# [Data excerpts]
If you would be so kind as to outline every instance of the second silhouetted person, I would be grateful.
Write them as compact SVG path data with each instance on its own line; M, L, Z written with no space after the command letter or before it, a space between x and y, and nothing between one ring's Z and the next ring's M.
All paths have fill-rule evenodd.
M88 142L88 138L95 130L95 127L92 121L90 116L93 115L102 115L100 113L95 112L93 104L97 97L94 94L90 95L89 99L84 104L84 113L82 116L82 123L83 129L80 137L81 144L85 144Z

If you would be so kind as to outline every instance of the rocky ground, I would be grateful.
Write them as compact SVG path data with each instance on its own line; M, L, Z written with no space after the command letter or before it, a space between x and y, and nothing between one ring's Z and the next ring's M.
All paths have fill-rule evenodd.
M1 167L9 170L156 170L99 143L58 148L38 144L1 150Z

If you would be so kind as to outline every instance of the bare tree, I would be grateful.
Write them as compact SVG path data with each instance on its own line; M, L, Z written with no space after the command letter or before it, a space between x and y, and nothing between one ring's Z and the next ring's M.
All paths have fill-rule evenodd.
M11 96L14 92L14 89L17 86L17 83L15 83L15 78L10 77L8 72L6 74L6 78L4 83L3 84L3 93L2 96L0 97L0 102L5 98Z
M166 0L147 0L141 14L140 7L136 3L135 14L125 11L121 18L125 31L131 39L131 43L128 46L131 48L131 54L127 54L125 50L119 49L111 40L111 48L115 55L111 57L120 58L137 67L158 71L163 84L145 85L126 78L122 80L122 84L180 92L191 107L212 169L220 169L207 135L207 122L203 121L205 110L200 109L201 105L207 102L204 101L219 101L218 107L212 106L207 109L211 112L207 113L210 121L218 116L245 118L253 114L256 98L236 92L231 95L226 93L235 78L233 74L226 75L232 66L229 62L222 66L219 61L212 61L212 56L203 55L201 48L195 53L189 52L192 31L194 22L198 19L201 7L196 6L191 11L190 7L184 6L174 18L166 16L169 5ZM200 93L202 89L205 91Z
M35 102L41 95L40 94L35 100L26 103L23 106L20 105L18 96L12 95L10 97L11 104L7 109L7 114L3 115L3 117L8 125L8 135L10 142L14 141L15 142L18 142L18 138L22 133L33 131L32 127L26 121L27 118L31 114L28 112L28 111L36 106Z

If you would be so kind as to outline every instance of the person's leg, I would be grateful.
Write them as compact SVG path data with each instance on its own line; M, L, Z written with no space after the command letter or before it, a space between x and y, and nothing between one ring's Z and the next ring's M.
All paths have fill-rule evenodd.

# [What to work on]
Copy all of the records above word for word.

# [Result for this exercise]
If you would be so kind as to outline every instance of the second silhouetted person, I would be grateful.
Write them as compact SVG path data with each instance on its own line; M, L, Z written with no space after the command letter or before it, a space between x and y, and nothing between one ring's Z and the next ring's M.
All paths have fill-rule evenodd.
M88 142L88 138L95 130L95 127L92 121L90 116L93 115L102 115L100 113L95 112L93 104L97 97L94 94L90 95L89 99L84 104L84 113L82 116L82 123L83 129L80 137L81 144L85 144Z

If you would be so kind as to outline every instance of the rocky ground, I would be grateful.
Write them as compact SVG path data with each instance on its own line; M, L, Z written with no space after the command letter or before it, a space between x and y, and nothing between one ring's Z and the next ring's M.
All paths have fill-rule evenodd.
M1 167L9 170L156 170L99 143L58 148L38 144L1 150Z

If you would be so kind as to outline every instance of the bare tree, I would be grateful.
Write them as compact SVG path data with each instance on its own line; M, L, Z written with no space after the command letter or before it, a space between x and y, and nothing between one ring's Z and the next ring's M.
All paths have fill-rule evenodd.
M11 96L14 92L14 89L17 86L17 83L15 83L15 78L10 77L8 72L6 74L6 78L4 83L3 84L3 93L2 96L0 97L0 102L5 98Z
M166 0L147 0L141 14L140 7L136 3L135 14L125 11L121 18L125 31L131 39L131 43L128 46L131 48L131 54L127 54L125 50L119 49L111 40L111 48L115 55L111 57L120 58L137 67L158 71L163 84L145 85L126 78L122 80L122 84L180 92L191 107L212 169L220 169L207 135L207 122L203 121L205 110L200 109L201 105L207 102L204 101L219 101L218 107L212 106L207 109L211 112L207 113L210 121L218 116L245 118L253 114L256 98L236 92L231 95L226 93L235 78L233 74L226 75L232 66L229 62L222 66L219 61L212 61L212 56L203 55L201 48L195 53L189 52L192 31L194 22L198 19L201 7L196 6L191 11L190 7L184 6L174 18L166 16L169 5ZM200 93L202 89L205 91Z
M35 102L41 95L40 94L35 100L26 103L23 106L20 105L18 96L12 95L10 97L11 104L7 109L7 114L3 115L3 117L8 125L8 135L10 142L14 141L15 142L18 142L18 138L22 133L33 131L32 127L26 121L27 118L31 114L28 112L28 111L36 106Z

If you would be so kind as to outline every instance of the person's leg, I would be grateful.
Write them as compact SVG path data with each instance on its own line; M, L, Z written with no space after the command letter or before it, a space between x and y, and nothing between one ring's Z and the next ring's M.
All paths have fill-rule evenodd.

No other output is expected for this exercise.